* **What you are asked to do**: Below are entries; copy exactly the lines from the one with "of the pool" through the one with "x=317, y=339", both included, and leave out the rest.

######

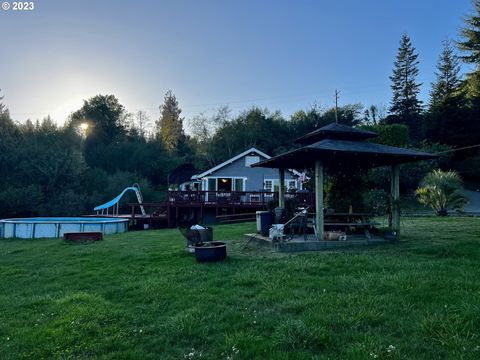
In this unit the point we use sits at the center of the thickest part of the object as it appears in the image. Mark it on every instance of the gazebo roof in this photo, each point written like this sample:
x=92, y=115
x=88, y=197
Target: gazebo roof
x=336, y=152
x=336, y=131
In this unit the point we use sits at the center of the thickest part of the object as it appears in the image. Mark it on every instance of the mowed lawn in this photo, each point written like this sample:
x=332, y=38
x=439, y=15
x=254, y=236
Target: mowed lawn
x=139, y=295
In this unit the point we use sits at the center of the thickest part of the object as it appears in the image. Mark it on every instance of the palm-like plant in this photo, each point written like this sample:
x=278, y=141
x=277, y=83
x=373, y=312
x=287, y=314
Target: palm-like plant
x=442, y=190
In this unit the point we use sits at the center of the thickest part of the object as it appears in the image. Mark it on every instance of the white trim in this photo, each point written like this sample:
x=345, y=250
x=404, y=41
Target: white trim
x=225, y=163
x=244, y=178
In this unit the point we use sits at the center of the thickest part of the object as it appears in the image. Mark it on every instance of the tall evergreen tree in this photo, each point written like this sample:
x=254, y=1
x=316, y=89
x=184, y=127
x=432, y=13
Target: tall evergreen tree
x=447, y=82
x=445, y=121
x=405, y=105
x=170, y=124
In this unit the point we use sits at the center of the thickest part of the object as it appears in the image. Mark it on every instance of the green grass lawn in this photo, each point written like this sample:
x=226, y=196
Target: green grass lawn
x=139, y=295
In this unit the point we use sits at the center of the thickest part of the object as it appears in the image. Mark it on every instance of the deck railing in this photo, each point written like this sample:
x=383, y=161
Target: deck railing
x=235, y=198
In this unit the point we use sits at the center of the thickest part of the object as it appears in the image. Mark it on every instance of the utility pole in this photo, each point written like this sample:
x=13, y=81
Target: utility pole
x=337, y=92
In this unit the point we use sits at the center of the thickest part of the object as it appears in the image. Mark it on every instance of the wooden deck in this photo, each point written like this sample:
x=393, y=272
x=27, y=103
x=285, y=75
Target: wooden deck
x=213, y=204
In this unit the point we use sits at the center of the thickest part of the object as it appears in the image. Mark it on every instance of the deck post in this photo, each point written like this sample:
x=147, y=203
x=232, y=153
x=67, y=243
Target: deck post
x=319, y=199
x=395, y=197
x=281, y=188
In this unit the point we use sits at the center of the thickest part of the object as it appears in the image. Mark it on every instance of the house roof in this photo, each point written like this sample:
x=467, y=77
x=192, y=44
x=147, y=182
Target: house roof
x=336, y=131
x=229, y=161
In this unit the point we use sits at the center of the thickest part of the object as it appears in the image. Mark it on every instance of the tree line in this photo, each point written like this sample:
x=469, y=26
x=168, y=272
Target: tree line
x=48, y=169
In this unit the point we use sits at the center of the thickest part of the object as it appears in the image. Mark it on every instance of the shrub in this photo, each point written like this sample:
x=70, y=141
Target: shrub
x=442, y=190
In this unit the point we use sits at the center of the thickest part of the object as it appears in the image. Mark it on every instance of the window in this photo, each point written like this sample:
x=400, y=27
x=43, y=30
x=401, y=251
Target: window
x=212, y=184
x=268, y=185
x=238, y=185
x=249, y=160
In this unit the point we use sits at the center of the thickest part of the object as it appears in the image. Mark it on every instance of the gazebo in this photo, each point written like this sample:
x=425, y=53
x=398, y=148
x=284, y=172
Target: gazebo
x=340, y=146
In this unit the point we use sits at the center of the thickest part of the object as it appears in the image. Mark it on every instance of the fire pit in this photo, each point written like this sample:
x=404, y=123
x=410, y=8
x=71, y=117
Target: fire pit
x=211, y=251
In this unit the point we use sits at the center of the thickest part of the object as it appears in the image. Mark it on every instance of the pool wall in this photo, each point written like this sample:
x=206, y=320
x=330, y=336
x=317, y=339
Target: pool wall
x=55, y=227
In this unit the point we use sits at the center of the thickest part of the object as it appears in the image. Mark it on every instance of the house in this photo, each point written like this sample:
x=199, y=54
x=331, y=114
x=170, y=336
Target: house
x=236, y=174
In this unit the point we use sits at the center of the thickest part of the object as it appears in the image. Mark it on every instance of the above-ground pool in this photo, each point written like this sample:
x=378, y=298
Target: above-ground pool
x=55, y=227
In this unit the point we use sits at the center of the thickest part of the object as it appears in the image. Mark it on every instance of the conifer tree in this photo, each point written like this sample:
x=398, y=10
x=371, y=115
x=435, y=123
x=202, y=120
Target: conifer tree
x=445, y=121
x=447, y=83
x=405, y=104
x=170, y=124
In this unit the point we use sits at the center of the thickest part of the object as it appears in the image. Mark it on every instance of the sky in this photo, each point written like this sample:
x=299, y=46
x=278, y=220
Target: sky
x=283, y=55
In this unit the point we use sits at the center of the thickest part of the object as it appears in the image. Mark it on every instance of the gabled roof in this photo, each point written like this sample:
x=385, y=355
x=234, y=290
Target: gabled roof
x=229, y=161
x=336, y=131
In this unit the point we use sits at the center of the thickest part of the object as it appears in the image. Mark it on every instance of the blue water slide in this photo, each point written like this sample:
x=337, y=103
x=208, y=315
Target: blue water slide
x=115, y=201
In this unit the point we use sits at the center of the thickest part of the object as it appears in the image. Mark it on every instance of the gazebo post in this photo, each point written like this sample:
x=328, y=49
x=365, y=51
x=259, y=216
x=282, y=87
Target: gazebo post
x=281, y=188
x=395, y=192
x=319, y=199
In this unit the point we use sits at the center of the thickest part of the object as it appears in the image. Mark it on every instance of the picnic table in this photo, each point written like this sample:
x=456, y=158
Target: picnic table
x=347, y=221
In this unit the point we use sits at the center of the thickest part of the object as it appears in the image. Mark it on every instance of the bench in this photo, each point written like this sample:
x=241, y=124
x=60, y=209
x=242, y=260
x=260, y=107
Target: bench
x=83, y=236
x=236, y=218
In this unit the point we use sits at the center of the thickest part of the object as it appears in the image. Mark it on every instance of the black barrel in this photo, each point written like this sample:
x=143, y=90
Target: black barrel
x=264, y=222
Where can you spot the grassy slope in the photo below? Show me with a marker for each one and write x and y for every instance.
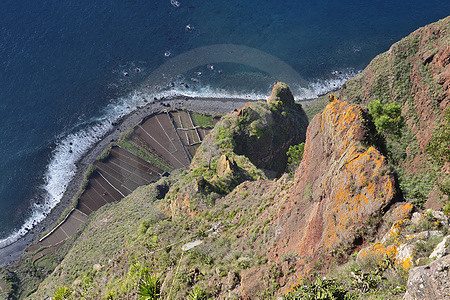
(397, 76)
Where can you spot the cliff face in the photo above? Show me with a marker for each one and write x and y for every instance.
(247, 144)
(414, 73)
(339, 185)
(226, 231)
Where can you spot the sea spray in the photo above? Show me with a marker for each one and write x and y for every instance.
(71, 147)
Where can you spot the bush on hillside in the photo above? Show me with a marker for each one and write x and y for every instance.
(387, 118)
(295, 155)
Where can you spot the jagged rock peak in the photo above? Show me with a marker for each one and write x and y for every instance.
(281, 92)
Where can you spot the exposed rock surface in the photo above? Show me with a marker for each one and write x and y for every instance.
(442, 249)
(430, 282)
(414, 73)
(339, 185)
(244, 145)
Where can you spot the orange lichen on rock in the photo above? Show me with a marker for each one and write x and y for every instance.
(378, 251)
(338, 186)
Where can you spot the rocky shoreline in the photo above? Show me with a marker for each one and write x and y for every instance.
(12, 253)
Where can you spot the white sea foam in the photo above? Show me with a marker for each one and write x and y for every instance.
(72, 146)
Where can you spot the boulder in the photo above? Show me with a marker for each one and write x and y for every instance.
(430, 282)
(442, 249)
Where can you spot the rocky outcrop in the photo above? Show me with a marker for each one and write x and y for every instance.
(245, 145)
(340, 185)
(430, 282)
(414, 73)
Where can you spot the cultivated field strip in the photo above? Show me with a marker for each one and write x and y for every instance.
(160, 134)
(168, 138)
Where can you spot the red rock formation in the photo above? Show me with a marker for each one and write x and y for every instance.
(339, 185)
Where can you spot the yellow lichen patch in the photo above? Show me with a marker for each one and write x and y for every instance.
(403, 211)
(378, 251)
(405, 263)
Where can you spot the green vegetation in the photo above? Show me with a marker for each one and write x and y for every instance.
(315, 106)
(198, 293)
(327, 289)
(62, 293)
(387, 118)
(105, 153)
(143, 154)
(439, 146)
(149, 286)
(202, 120)
(295, 155)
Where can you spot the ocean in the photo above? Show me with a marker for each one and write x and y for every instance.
(68, 69)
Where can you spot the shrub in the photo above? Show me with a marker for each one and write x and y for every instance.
(439, 146)
(149, 287)
(387, 118)
(62, 293)
(327, 289)
(198, 293)
(295, 155)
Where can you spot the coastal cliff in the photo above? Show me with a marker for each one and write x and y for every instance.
(238, 224)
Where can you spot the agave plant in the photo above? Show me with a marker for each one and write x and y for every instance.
(149, 287)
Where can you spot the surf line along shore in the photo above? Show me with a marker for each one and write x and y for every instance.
(12, 252)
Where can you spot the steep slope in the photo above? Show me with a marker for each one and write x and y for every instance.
(226, 231)
(247, 144)
(414, 73)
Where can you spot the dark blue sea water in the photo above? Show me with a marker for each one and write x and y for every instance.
(63, 67)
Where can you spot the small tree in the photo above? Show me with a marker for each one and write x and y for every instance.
(295, 155)
(388, 118)
(149, 287)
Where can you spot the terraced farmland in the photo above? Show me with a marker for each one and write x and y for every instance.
(158, 144)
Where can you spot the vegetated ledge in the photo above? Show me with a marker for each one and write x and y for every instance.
(12, 253)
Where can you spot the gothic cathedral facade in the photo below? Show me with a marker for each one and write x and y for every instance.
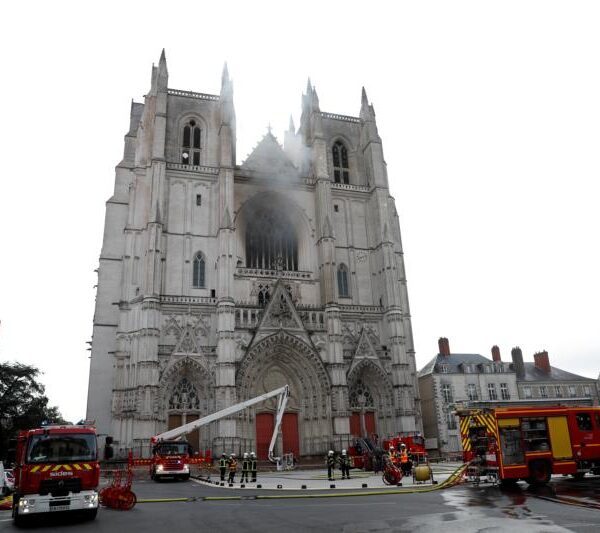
(219, 282)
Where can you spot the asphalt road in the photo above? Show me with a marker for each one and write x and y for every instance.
(462, 509)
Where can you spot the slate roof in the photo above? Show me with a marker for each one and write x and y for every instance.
(453, 361)
(556, 374)
(532, 374)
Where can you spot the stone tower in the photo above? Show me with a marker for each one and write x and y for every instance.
(218, 281)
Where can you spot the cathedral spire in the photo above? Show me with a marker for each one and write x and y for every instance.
(162, 74)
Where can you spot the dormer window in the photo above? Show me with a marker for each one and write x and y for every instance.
(341, 170)
(190, 144)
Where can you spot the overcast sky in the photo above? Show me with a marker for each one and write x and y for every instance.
(489, 114)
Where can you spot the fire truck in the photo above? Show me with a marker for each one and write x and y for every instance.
(56, 470)
(531, 443)
(171, 456)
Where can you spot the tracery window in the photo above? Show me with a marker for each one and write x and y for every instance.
(360, 395)
(190, 144)
(264, 295)
(184, 396)
(198, 274)
(343, 290)
(341, 170)
(271, 242)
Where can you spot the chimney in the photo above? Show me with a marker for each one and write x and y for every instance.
(542, 362)
(444, 346)
(496, 354)
(519, 366)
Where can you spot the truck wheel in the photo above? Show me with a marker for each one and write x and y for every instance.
(539, 473)
(90, 514)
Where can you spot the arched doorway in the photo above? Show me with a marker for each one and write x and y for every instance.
(371, 400)
(187, 394)
(275, 361)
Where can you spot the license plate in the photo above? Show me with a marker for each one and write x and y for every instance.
(60, 508)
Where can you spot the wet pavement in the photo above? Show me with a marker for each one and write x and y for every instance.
(563, 506)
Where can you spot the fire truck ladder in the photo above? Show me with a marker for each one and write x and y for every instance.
(282, 394)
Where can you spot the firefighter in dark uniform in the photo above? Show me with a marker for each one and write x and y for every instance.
(330, 465)
(345, 465)
(245, 468)
(223, 466)
(253, 466)
(232, 467)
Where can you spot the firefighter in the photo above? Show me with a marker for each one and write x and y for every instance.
(345, 465)
(223, 466)
(330, 465)
(245, 467)
(232, 467)
(253, 465)
(405, 462)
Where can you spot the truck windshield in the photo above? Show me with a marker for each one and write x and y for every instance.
(61, 447)
(172, 448)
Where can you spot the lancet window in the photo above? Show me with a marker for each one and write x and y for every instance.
(343, 290)
(271, 242)
(341, 170)
(199, 280)
(190, 143)
(184, 396)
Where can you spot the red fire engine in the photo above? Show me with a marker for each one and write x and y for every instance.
(56, 470)
(171, 456)
(531, 443)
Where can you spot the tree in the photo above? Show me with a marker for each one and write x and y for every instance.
(23, 404)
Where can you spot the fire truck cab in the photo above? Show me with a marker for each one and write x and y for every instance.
(56, 470)
(532, 443)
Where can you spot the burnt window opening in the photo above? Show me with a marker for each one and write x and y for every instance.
(271, 242)
(341, 169)
(264, 295)
(190, 144)
(198, 273)
(343, 281)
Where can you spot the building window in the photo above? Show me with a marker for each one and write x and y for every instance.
(447, 393)
(271, 242)
(343, 281)
(264, 295)
(199, 267)
(190, 144)
(341, 171)
(451, 419)
(472, 391)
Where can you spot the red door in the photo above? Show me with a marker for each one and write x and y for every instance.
(355, 425)
(291, 438)
(265, 424)
(370, 423)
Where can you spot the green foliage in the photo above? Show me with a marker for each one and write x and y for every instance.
(23, 404)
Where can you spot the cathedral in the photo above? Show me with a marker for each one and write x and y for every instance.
(220, 281)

######

* **Reply**:
In this unit the point we use sits at the center of the thickest part of the object as it appears in the image. Mark it on every instance of the pool wall in this photo, each point written like this sample:
x=206, y=320
x=330, y=336
x=317, y=339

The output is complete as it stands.